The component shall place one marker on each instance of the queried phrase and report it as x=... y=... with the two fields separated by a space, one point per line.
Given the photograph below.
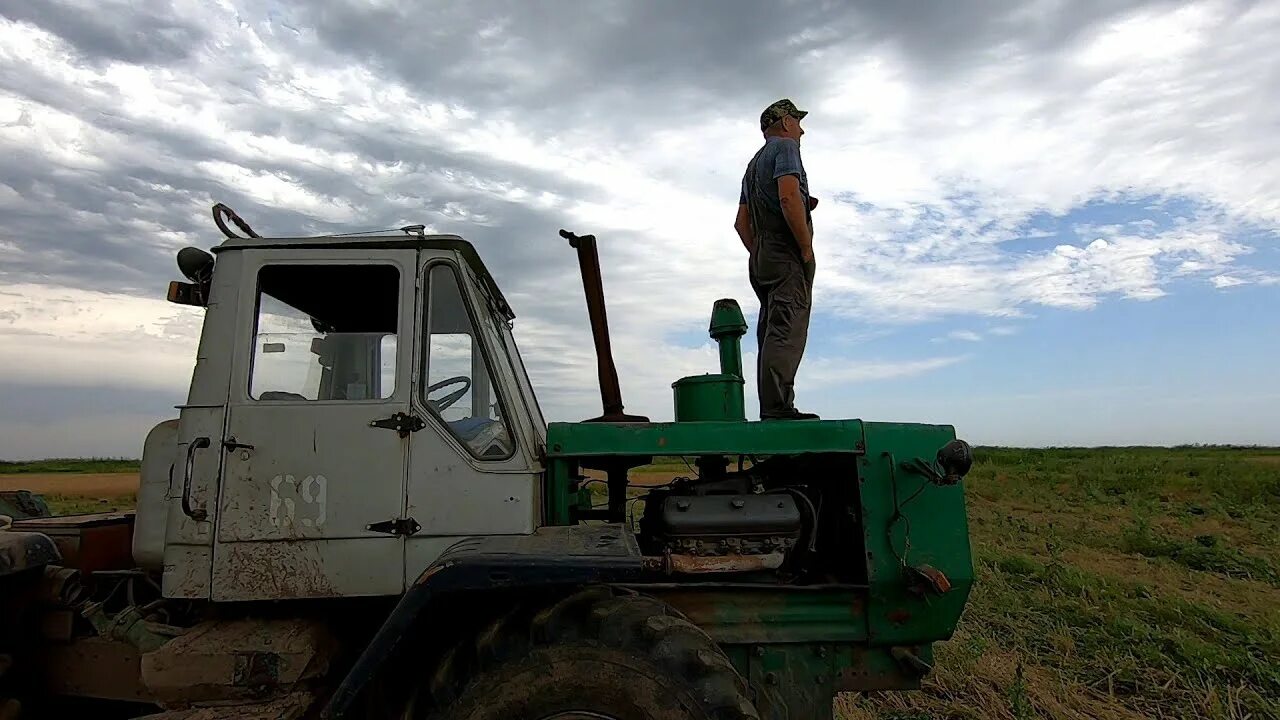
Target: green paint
x=717 y=396
x=931 y=528
x=778 y=437
x=727 y=329
x=709 y=397
x=798 y=646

——

PROBLEM
Copy out the material above in full and exactly; its pictures are not to appear.

SOLUTION TO THIS EXERCISE
The component shall place one marker on each instance of the queried phrase and report it as x=... y=... with the two fields separated by a space, one point per line.
Given the photograph below.
Target: green paint
x=717 y=396
x=931 y=528
x=778 y=437
x=727 y=329
x=709 y=397
x=798 y=646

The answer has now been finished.